» TEXTO DE ORIGEM
Posso morrer hoje ou amanhã, não morrerei como covarde

Por: Júnior Rafael
Por mais que a morte seja uma possibilidade real e cotidiana, há quem viva dobrado diante do medo, da opressão e da injustiça. Eu, não. Se o fim tiver de chegar hoje ou amanhã, que me encontre de pé, olhando nos olhos do mundo, dizendo o que penso, lutando por aquilo em que acredito. Não morrerei como covarde.
O silêncio, em muitos contextos, é um tipo de cumplicidade. Em sociedades marcadas por regimes autoritários, onde a verdade é reprimida e a crítica é punida, calar-se pode significar sobreviver, sim — mas à custa da dignidade. Há quem prefira esse caminho. Há quem escolha abaixar a cabeça, cumprir ordens injustas, obedecer leis desiguais e fingir que tudo vai bem. Eu não sou um desses.
A coragem não está apenas no ato de enfrentar armas ou desafiar poderes. Está, sobretudo, na recusa em se render ao medo. Está em escrever, falar, denunciar, mesmo quando o preço é alto. Está em erguer a voz pelos que não podem mais falar, pelos que foram calados, desaparecidos, torturados ou marginalizados por ousarem sonhar com um mundo justo.
Quando me levanto contra o sistema que oprime, quando denuncio as mentiras institucionalizadas, não estou apenas fazendo política. Estou fazendo humanidade. Porque é humano não se conformar. É humano desejar mudança. É humano resistir.
Não morrerei como covarde porque compreendo que a neutralidade, em tempos de injustiça, é uma escolha — e quase sempre, uma escolha do lado opressor. E eu escolho não ser cúmplice. Escolho me posicionar, mesmo sabendo que minha integridade, meu futuro ou minha vida podem estar em jogo.
Ser corajoso não é ser inconsequente. É ser ético. É saber que a covardia não protege ninguém por muito tempo. O silêncio hoje pode ser o túmulo de todos amanhã. E a história não perdoa os que assistem impassíveis ao sofrimento coletivo.
Se me perguntarem por que não me calei, direi: porque o mundo precisa de vozes, não de sombras. Porque a dignidade não se negocia. Porque o medo não pode ser maior que a esperança. E se o preço da minha coragem for a morte, que ela venha — mas que me leve com a alma limpa, sem correntes na consciência, sem o peso de ter traído meus princípios.

» INSTRUÇÕES E REQUISITOS
Responda às perguntas sobre o texto, numerando as respostas da mesma forma.
1. Segundo o texto, o que o silêncio é em muitos contextos?
2. Como o texto define a neutralidade em tempos de injustiça?
3. De acordo com o texto, de que o mundo precisa?
As linhas a seguir provêm de outra fonte.

» LINHAS LISTADAS
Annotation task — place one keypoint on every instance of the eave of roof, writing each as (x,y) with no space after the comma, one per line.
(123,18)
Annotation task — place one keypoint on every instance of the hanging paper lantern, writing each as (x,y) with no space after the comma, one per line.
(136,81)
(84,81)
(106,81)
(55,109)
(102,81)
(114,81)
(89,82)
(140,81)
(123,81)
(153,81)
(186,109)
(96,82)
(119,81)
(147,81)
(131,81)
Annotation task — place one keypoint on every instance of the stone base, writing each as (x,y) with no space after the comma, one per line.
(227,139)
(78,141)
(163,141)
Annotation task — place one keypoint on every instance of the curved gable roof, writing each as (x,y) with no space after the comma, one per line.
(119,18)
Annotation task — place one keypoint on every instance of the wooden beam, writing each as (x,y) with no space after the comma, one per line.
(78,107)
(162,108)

» RESPOSTA DA TAREFA
1. Um tipo de cumplicidade.
2. Como uma escolha e, quase sempre, uma escolha do lado opressor.
3. De vozes, não de sombras.